* _TASK DIRECTIONS_
Reproduce each line, exactly, from the one containing "Verify that every instance of the window frame" through the end of the material. Exclude pictures.

--------------------------------------------------

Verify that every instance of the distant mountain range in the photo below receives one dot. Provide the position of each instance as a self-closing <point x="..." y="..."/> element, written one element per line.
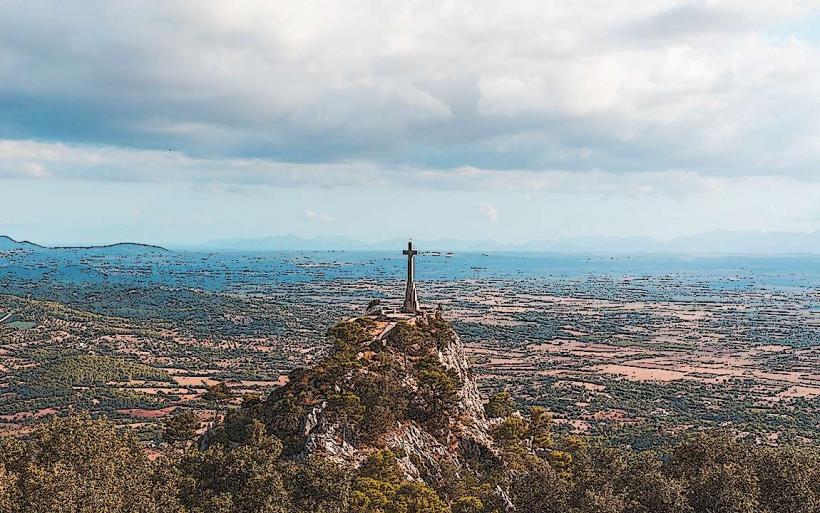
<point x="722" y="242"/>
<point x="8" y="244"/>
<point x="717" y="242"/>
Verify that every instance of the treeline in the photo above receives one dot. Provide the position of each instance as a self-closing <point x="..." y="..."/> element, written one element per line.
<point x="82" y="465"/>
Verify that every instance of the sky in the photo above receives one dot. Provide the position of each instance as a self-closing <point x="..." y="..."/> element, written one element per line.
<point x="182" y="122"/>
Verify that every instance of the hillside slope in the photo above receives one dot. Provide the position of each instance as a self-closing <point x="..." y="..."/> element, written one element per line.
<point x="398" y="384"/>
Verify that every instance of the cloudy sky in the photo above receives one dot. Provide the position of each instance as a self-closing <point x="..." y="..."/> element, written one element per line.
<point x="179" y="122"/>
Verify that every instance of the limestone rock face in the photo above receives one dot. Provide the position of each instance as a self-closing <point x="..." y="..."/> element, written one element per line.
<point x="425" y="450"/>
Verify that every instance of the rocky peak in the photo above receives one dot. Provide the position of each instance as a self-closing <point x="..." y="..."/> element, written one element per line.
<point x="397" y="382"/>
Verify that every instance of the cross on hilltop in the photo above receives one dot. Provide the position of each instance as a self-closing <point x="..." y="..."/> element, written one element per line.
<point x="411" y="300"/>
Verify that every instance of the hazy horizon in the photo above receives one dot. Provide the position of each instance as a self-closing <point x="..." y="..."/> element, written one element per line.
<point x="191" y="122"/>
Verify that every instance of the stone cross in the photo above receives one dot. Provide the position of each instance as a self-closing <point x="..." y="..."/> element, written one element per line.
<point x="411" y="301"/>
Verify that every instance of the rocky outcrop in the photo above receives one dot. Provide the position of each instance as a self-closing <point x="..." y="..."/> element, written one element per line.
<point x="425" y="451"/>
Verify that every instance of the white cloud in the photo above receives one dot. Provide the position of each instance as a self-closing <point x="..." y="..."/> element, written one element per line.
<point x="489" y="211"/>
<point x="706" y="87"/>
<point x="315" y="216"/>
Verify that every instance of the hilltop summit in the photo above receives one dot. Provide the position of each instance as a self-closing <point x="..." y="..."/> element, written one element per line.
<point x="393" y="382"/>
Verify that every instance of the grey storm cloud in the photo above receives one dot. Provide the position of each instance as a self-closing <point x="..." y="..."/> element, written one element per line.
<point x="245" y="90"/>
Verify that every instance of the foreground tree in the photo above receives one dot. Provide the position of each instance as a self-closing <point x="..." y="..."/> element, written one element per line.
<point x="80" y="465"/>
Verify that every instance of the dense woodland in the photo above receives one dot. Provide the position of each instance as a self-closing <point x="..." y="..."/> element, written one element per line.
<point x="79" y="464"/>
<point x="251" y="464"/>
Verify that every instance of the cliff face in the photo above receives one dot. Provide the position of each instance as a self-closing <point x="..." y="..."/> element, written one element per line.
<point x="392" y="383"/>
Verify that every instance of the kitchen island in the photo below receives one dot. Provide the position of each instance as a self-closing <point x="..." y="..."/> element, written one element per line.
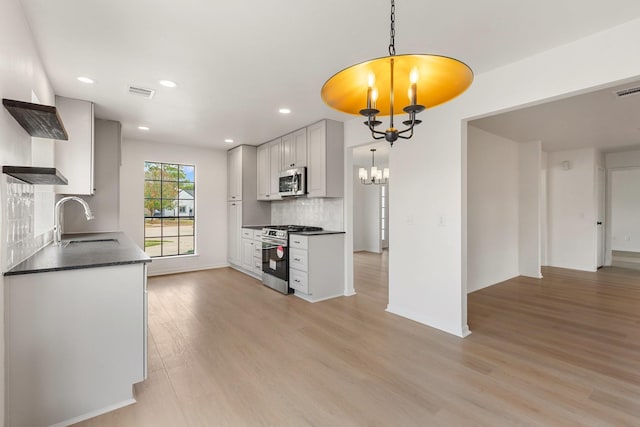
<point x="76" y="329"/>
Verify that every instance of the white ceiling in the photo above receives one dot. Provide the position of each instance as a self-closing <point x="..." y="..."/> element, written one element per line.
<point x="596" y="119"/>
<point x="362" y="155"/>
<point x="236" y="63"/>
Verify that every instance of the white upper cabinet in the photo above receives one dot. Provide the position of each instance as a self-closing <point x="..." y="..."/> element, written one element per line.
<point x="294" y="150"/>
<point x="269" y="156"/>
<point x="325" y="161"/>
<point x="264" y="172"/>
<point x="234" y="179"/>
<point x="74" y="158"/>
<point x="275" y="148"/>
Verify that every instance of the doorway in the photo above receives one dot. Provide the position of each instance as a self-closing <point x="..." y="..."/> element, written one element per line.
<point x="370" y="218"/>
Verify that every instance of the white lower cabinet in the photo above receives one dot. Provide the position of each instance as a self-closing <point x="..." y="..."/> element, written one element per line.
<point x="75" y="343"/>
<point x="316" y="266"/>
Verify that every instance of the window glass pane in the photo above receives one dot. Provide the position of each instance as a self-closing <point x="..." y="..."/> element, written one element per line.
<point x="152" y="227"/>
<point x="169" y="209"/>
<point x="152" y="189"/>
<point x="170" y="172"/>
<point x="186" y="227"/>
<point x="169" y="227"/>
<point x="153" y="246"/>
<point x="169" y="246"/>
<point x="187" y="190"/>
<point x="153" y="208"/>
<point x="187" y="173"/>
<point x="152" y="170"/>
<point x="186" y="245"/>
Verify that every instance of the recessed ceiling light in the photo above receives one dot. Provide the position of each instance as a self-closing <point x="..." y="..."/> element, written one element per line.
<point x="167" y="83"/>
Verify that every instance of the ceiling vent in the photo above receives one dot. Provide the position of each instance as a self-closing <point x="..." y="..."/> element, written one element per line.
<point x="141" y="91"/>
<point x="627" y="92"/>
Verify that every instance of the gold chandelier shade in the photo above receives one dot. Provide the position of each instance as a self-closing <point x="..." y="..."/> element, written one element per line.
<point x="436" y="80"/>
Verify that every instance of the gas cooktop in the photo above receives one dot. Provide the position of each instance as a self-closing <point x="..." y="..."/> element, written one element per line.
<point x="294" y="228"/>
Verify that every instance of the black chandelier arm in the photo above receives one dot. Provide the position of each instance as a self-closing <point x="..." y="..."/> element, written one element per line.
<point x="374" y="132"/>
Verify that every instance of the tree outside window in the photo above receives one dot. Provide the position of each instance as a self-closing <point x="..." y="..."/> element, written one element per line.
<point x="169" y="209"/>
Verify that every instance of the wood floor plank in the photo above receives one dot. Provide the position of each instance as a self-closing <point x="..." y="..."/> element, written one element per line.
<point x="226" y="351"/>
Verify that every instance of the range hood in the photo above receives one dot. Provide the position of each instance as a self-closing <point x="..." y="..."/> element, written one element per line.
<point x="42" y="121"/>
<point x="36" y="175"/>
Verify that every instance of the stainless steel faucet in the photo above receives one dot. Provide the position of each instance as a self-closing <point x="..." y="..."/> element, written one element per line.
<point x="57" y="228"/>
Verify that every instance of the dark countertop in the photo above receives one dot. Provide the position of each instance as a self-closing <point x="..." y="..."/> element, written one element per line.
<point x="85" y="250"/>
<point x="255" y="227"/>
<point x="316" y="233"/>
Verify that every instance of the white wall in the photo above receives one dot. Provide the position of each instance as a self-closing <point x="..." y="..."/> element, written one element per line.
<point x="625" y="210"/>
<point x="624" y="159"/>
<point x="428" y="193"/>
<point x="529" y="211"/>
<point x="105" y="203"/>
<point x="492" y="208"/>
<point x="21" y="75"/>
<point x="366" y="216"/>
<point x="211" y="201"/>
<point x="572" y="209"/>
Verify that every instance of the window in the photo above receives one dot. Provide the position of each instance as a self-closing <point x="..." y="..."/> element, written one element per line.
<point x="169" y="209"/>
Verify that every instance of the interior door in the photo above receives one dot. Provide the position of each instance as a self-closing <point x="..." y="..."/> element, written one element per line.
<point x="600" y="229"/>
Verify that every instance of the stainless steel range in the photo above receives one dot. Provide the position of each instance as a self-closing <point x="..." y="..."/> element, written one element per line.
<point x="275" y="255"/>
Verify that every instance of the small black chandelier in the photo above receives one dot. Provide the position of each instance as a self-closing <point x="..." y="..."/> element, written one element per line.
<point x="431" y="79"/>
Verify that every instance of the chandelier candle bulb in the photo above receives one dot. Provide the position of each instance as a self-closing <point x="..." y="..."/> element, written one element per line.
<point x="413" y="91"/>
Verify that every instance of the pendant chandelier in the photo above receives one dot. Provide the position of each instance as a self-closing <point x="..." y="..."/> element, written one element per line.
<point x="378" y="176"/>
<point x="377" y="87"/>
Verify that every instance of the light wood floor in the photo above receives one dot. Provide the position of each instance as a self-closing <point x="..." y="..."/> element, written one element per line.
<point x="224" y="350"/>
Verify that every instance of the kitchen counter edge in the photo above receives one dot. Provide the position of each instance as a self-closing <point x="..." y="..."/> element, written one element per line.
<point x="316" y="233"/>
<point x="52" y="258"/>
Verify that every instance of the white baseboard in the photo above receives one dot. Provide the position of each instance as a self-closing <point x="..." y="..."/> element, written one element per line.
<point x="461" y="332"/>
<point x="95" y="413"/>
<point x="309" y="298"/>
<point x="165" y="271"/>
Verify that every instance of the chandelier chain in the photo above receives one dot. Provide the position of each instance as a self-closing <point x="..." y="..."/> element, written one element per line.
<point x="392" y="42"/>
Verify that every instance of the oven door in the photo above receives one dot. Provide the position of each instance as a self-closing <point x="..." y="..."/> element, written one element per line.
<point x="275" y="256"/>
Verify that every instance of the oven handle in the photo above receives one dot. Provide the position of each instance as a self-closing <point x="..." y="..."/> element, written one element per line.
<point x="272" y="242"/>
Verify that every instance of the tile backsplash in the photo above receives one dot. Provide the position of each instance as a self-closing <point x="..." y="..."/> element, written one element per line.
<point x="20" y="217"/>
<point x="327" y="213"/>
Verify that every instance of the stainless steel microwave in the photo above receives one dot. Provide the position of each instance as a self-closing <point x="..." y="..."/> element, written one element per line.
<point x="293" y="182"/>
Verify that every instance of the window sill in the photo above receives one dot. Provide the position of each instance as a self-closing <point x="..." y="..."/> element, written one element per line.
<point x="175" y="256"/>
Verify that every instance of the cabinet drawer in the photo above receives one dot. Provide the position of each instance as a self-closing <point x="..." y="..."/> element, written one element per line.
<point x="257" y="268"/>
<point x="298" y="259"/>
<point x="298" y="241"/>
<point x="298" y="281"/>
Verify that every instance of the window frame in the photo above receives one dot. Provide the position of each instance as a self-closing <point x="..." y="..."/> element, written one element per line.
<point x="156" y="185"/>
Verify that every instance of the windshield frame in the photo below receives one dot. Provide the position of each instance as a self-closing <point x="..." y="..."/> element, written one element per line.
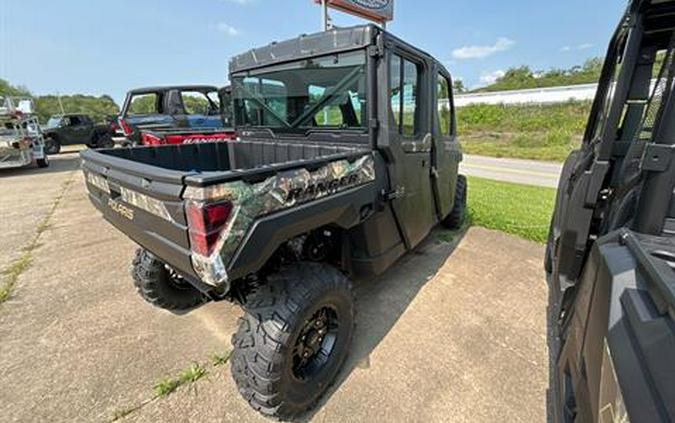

--------------------------------------------------

* _REPLY_
Verify that every instance of the window frame in the photo above receives one dot. Provide the position of each instance as a self-closing <point x="..." y="..."/> element, written one element per line.
<point x="156" y="185"/>
Verify that every instance of the windshield frame in the photo below receives one dot. Provide the position of each instance as a self-closing <point x="..." y="..."/> element, written one element per line.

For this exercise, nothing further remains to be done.